» EXERCISE
Quote only the stretch of lines from the one containing "of the triangular" through the one containing "375,83,687,204", including both, without changing a character.

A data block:
-*-*-
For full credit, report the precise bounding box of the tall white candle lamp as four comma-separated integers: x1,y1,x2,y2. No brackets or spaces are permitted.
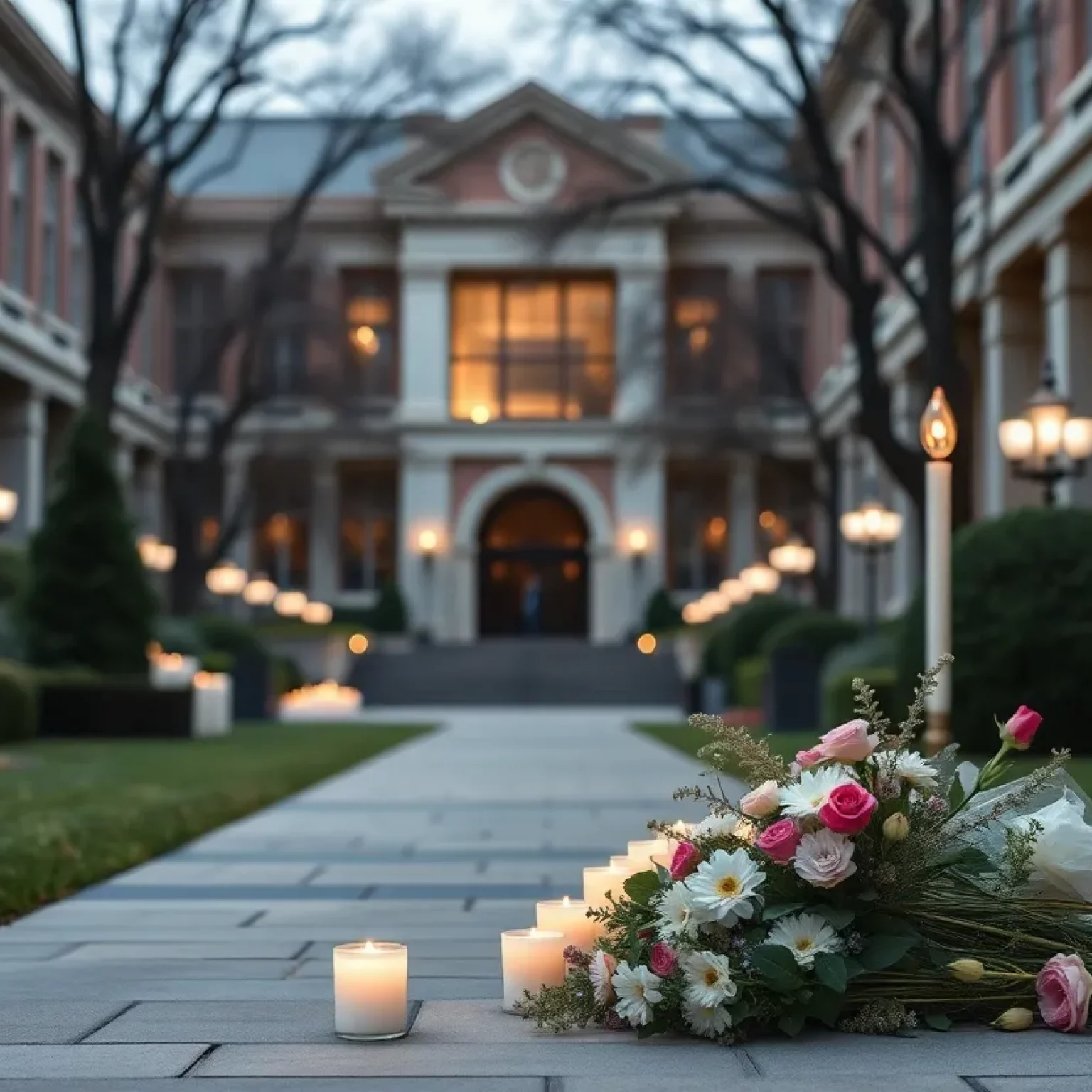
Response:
919,387,959,754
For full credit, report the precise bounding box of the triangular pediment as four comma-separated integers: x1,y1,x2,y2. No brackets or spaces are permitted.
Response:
375,83,687,204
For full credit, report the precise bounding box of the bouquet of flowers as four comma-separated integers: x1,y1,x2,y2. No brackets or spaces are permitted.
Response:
521,660,1092,1043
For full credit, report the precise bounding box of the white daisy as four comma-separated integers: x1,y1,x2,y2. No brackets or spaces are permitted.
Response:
656,884,709,937
690,815,738,837
682,952,739,1008
611,963,664,1027
894,751,937,788
781,766,854,819
682,1002,732,1039
687,850,766,925
766,914,842,966
587,948,618,1005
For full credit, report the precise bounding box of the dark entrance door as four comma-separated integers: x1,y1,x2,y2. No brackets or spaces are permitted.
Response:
478,488,587,636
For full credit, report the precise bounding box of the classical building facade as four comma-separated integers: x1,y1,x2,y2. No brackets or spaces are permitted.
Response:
0,0,1092,642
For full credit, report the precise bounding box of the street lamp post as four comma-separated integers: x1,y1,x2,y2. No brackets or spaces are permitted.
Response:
997,360,1092,508
919,387,959,754
839,500,902,633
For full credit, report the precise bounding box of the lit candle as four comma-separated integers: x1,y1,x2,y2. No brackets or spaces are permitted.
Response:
629,837,670,872
584,858,633,909
334,940,410,1042
535,896,599,952
500,928,569,1012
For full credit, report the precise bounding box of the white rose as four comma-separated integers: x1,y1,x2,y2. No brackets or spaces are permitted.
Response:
1013,788,1092,902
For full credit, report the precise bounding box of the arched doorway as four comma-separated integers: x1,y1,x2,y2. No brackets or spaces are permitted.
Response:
478,487,587,636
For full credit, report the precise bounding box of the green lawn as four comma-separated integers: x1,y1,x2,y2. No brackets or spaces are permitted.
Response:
636,724,1092,795
0,724,429,921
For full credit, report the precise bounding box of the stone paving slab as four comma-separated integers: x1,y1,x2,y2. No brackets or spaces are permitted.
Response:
0,1000,126,1044
0,1043,208,1088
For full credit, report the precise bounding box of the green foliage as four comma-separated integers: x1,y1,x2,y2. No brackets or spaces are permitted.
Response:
371,581,410,633
196,615,265,656
0,542,26,603
707,595,803,685
644,587,682,633
823,667,896,727
0,660,37,744
155,616,205,656
729,656,769,709
759,607,860,660
899,508,1092,754
819,618,902,684
201,651,235,675
22,412,156,675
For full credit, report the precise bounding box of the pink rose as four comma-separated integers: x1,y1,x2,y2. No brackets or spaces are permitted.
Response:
1002,705,1043,750
819,781,879,835
796,747,823,770
670,842,701,880
648,940,678,978
754,819,801,865
1035,952,1092,1031
821,721,880,762
739,781,781,819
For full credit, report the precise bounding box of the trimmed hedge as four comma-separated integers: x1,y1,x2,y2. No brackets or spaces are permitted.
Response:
0,660,38,744
644,587,682,633
707,595,803,690
823,667,900,731
899,509,1092,754
371,581,410,633
759,609,862,660
732,656,768,709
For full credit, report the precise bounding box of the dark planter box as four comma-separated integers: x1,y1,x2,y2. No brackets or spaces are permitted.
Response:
38,679,193,739
762,648,820,732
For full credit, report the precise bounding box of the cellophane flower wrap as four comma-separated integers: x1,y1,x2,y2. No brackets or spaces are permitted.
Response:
521,658,1092,1043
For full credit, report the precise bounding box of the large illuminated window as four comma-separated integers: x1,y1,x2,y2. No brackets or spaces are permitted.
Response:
451,277,615,425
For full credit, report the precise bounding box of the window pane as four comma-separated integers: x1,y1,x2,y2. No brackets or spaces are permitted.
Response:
451,281,500,358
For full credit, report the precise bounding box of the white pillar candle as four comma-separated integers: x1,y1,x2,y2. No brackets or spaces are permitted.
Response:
500,928,569,1012
629,837,670,872
334,940,410,1042
584,865,632,909
535,896,601,952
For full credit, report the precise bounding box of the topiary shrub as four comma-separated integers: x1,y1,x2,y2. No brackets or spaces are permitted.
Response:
823,667,901,731
370,581,410,633
732,656,768,709
759,609,862,662
707,595,803,690
155,616,205,656
899,509,1092,754
194,615,265,656
0,542,26,603
0,660,38,744
22,411,157,676
644,587,682,633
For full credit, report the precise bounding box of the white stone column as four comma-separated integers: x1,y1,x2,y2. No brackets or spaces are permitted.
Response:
1043,235,1092,508
978,289,1043,518
0,389,47,542
220,450,252,579
307,456,341,603
399,448,449,641
399,267,451,422
614,265,665,420
729,454,758,577
616,450,667,642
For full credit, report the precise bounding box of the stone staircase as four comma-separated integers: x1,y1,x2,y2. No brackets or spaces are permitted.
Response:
350,638,682,705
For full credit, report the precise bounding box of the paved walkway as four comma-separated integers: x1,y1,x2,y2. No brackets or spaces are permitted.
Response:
0,709,1092,1092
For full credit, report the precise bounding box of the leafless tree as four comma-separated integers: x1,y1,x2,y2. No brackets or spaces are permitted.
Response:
557,0,1051,528
159,23,496,614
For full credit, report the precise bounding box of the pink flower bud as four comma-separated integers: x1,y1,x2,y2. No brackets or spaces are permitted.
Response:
670,842,701,880
1002,705,1043,750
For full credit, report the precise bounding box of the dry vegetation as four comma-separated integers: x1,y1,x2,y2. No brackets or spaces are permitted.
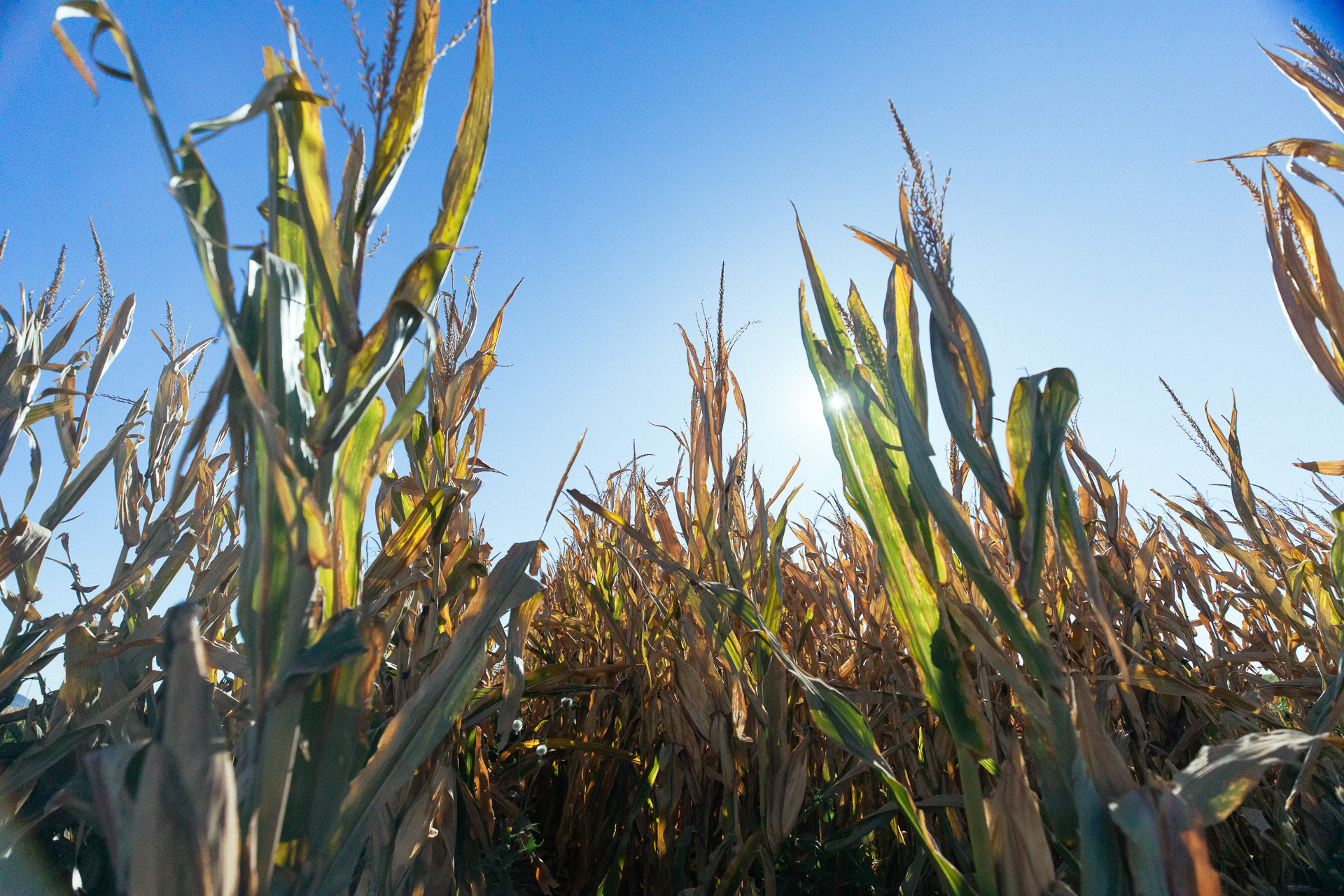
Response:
0,0,1344,896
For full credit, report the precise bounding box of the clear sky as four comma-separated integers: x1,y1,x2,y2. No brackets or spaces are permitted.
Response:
0,0,1344,620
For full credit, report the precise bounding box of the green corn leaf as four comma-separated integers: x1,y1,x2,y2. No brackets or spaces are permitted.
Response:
309,541,542,896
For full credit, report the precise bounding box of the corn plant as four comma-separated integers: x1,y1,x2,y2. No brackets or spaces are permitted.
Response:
0,0,539,895
799,92,1344,893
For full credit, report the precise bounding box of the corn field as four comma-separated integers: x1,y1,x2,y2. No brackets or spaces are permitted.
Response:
0,0,1344,896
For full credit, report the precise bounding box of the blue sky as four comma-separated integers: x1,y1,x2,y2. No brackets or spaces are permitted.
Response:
0,0,1344,623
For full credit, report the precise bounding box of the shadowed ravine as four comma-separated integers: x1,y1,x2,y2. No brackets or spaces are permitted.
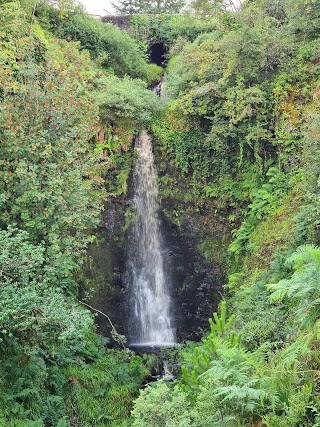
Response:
127,132,175,346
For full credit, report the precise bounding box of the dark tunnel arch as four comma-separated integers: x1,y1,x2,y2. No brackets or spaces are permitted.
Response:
148,41,167,65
-*-*-
» RESPONSE TO THIS EXERCISE
For full credit, report the precise bounding box of the triangular pediment as four comma-separated integers: x1,y1,x2,y2. No brackets or spaces are permitted.
Response:
375,83,687,204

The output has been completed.